--- Start of DATA SUPPLIED ---

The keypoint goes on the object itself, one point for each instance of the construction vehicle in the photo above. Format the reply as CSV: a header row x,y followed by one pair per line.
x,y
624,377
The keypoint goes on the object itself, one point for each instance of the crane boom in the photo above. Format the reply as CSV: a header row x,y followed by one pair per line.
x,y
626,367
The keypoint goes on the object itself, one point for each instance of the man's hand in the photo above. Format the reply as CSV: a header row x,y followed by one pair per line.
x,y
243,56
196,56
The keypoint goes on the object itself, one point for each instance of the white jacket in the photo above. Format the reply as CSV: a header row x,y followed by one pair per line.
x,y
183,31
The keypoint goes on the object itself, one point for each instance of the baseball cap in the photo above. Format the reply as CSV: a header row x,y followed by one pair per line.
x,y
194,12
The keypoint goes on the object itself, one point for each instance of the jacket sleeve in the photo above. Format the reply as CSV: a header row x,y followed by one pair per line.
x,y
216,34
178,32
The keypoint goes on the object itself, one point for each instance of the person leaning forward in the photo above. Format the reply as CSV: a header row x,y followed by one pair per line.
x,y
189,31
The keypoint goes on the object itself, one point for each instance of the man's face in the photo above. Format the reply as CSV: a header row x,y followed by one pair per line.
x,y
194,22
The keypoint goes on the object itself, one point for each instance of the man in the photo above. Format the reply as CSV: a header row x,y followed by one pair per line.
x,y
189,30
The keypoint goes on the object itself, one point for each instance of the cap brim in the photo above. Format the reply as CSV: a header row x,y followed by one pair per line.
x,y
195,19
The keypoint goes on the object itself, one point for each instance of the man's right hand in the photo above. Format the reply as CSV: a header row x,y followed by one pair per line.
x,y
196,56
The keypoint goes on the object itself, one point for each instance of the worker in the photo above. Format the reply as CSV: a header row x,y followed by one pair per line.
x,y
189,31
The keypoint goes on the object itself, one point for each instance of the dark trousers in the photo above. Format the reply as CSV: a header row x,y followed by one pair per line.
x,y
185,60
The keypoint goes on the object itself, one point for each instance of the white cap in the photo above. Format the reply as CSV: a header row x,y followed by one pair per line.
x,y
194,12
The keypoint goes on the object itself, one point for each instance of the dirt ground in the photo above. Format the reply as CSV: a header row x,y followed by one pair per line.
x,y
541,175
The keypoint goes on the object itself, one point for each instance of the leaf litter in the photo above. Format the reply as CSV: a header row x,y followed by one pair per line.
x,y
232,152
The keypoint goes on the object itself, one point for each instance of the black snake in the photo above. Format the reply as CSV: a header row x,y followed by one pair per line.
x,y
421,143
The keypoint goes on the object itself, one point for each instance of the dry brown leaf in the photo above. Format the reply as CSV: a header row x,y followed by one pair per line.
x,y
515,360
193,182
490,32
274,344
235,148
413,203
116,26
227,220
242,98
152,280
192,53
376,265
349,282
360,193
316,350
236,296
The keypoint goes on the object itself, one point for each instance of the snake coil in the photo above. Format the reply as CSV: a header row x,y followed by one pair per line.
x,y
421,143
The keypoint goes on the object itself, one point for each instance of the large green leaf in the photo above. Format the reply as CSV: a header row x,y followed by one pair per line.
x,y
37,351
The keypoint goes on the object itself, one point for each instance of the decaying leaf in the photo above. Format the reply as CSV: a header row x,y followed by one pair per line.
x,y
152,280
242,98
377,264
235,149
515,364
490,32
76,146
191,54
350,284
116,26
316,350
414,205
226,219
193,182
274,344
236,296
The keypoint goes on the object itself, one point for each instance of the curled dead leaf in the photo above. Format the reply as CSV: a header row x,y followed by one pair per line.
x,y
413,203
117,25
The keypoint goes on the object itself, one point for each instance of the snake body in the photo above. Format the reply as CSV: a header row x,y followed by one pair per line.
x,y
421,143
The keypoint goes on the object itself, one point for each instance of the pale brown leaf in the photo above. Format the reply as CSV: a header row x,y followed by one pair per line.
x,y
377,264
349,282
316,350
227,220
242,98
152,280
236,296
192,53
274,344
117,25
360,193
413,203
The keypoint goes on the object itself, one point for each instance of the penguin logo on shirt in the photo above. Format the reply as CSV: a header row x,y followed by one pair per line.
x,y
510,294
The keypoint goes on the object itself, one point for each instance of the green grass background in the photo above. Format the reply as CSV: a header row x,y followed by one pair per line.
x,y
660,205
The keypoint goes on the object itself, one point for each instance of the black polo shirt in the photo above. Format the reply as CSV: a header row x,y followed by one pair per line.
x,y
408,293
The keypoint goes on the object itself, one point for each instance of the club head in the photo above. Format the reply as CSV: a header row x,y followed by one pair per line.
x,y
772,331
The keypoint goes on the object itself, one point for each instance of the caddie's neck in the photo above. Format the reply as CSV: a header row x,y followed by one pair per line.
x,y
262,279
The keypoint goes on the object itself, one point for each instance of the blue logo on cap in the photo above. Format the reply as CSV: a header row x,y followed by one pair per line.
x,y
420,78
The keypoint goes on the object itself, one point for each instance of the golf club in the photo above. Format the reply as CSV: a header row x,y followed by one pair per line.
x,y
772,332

--- End of DATA SUPPLIED ---

WHAT YOU HAVE TO DO:
Rescale the entries starting at the line that has "of the blue" and stopping after the last line of the data listing. Copy every line in full, but multiply each x,y coordinate in the answers by 0.85 and round it to a whole number, with halves rounded up.

TASK SOLUTION:
The keypoint goes on the object itself, one point for each instance of the blue logo on cap in the photo above. Format the reply as CSV: a header row x,y followed by one pair per line.
x,y
357,66
The keypoint goes on the object itself, one point for each instance of the golf club in the photo above. Format the reply as CSV: a header row x,y followed by one pair per line.
x,y
656,282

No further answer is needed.